:: Ausgelesener Text ::
**********

Das Malen ist meine Leidenschaft. Ich bin voll mit Energie und Motivation.

DANKBAR

Das war sie auch vor elf Jahren, als sie aus Spanien in die Schweiz kam, um im Service zu arbeiten. Die Arbeit gefalle ihr, sagt sie, noch heute. In der Schweiz sogar mehr als in Spanien: «Hier sind die Leute so dankbar!» Wie bitte? Doch, erklärt sie, in Spanien sei die Kundschaft oft ungeduldig und behandle das Personal ohne Respekt. «Aber hier, wenn du jemanden freundlich bedienst, sagen sie am Schluss: Danke für die nette Bedienung.»

Lange ging das gut. Besonders, als sie die Stelle im «Florida» annahm, einem Hotel und Restaurant in Studen BE. «Zum ersten Mal in meinem Leben hatte ich einen Chef, der sagte: Wenn du Zeit hast, mach das und das. Das war ein komplett anderes Arbeiten als bisher!» Doch dann, 2020, klappte sie zusammen. Die Energie war weg, nichts ging mehr. Was war passiert? Es sei «ein Cocktail» aus Belastungen gewesen, sagt sie: Die langen Arbeitstage im Service. Die Tochter im Teenager-Alter, die Soler als alleinerziehende Mutter viel abverlangte. Dazu die ständigen Rückenschmerzen. Seit Geburt lebt sie mit Sko­liose, einer Fehlstellung der Wirbelsäule. «Ich habe jeden Tag Schmerzen.» Heute habe sie gelernt, besser auf sich zu achten. Doch damals mutet sie sich zu viel zu.

**********

:: Aufgabe 1 ::
In welchem Ort liegt laut dem Text über Solers Arbeit im Service das Hotel und Restaurant «Florida»?
:: Aufgabe 2 ::
Führe den Text über Solers Arbeit im Service nach seinem letzten Satz weiter.

(Einträge aus einem Annotationsdatensatz)
**********

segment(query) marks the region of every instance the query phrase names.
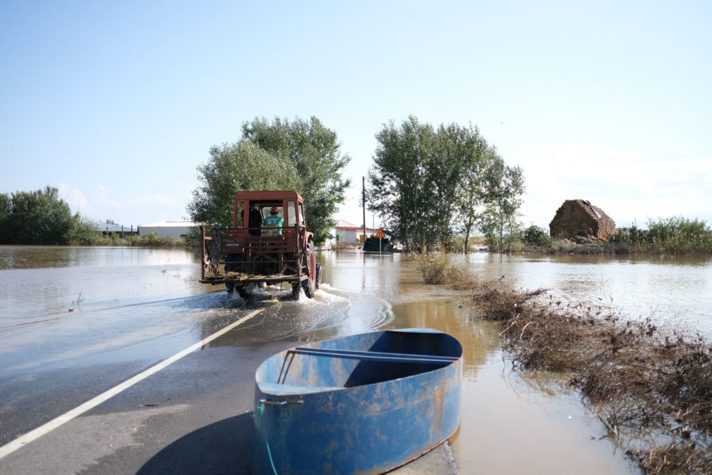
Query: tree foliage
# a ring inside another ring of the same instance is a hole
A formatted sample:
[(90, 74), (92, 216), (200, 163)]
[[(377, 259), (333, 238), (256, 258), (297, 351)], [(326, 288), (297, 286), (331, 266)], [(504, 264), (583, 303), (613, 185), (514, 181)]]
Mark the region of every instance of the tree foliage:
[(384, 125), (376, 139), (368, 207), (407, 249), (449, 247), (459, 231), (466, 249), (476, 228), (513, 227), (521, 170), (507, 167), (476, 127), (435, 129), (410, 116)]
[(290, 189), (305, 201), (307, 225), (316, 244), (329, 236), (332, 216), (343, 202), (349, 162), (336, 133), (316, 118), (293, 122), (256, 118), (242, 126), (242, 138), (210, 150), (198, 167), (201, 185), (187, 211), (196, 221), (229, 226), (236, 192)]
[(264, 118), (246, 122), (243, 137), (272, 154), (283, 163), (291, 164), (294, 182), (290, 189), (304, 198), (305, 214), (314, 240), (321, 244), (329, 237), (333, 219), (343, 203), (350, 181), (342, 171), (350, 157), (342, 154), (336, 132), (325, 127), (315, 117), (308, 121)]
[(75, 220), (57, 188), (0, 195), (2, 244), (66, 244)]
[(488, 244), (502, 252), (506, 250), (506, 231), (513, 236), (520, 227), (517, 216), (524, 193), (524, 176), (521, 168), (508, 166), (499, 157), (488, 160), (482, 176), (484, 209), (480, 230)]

**********

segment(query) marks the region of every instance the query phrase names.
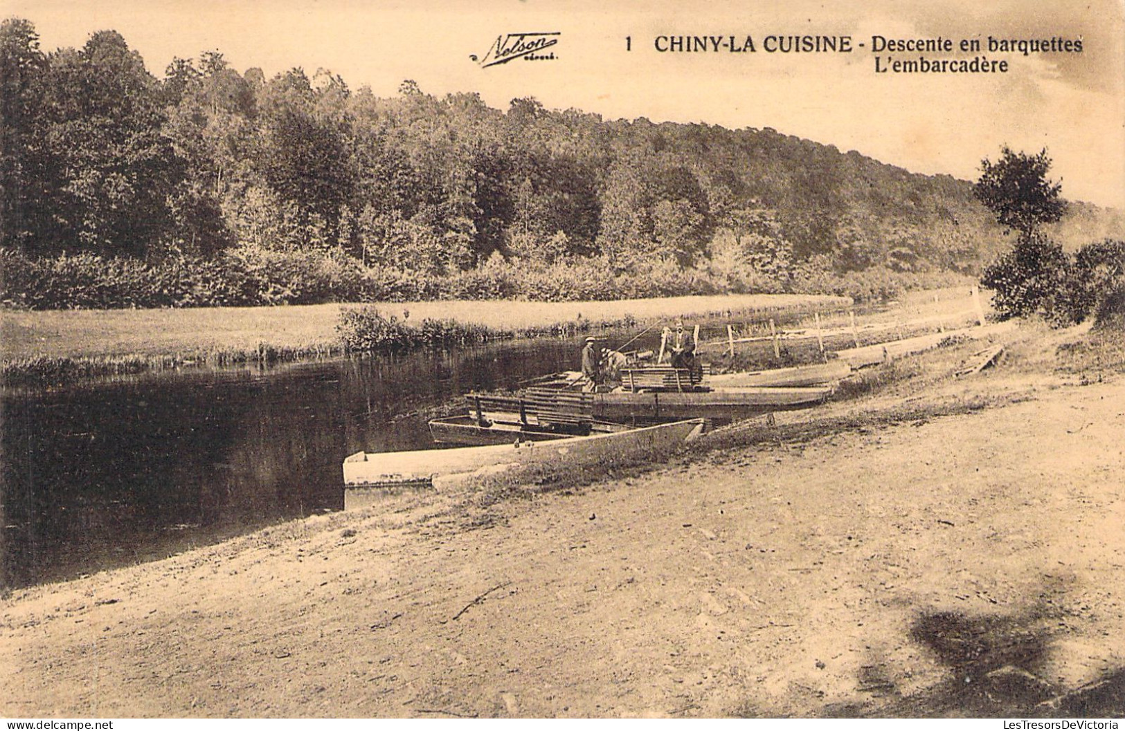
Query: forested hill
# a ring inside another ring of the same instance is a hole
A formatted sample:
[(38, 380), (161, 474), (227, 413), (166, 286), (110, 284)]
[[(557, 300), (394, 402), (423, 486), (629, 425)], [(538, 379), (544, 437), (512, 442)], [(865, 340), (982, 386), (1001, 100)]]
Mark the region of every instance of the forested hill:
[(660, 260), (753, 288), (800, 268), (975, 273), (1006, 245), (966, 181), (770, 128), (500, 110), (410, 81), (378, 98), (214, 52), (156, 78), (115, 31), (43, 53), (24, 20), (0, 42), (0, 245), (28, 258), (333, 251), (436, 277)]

**********

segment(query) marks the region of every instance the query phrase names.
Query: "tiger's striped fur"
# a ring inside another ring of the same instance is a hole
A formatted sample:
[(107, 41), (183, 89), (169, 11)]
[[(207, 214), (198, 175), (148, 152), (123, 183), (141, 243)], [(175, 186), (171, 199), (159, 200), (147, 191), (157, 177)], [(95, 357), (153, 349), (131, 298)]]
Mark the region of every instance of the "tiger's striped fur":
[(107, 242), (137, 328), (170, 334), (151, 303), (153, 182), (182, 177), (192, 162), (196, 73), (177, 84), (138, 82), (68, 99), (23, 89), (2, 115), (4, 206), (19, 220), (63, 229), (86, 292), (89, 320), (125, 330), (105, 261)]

**********

:: Ergebnis 1 ::
In Studen BE.

:: Ergebnis 2 ::
TIEFPUNKT

Nach zwei Wochen geht es besser, sie kann wieder arbeiten. Und ausgerechnet dann kommt der Corona-Lockdown. Alle Restaurants müssen schliessen. Soler hat Geldsorgen: Während der Kurzarbeit bekommt sie netto nur 2800 Franken im Monat, 600 Franken weniger als ihr Lohn, dazu fallen alle Trinkgelder weg. Im work sagt sie damals: «Ich bin ein fröhlicher Mensch, ich will das Leben geniessen. Und nicht bei jedem Einkauf überlegen: Könnte ich das einsparen?» (work berichtete).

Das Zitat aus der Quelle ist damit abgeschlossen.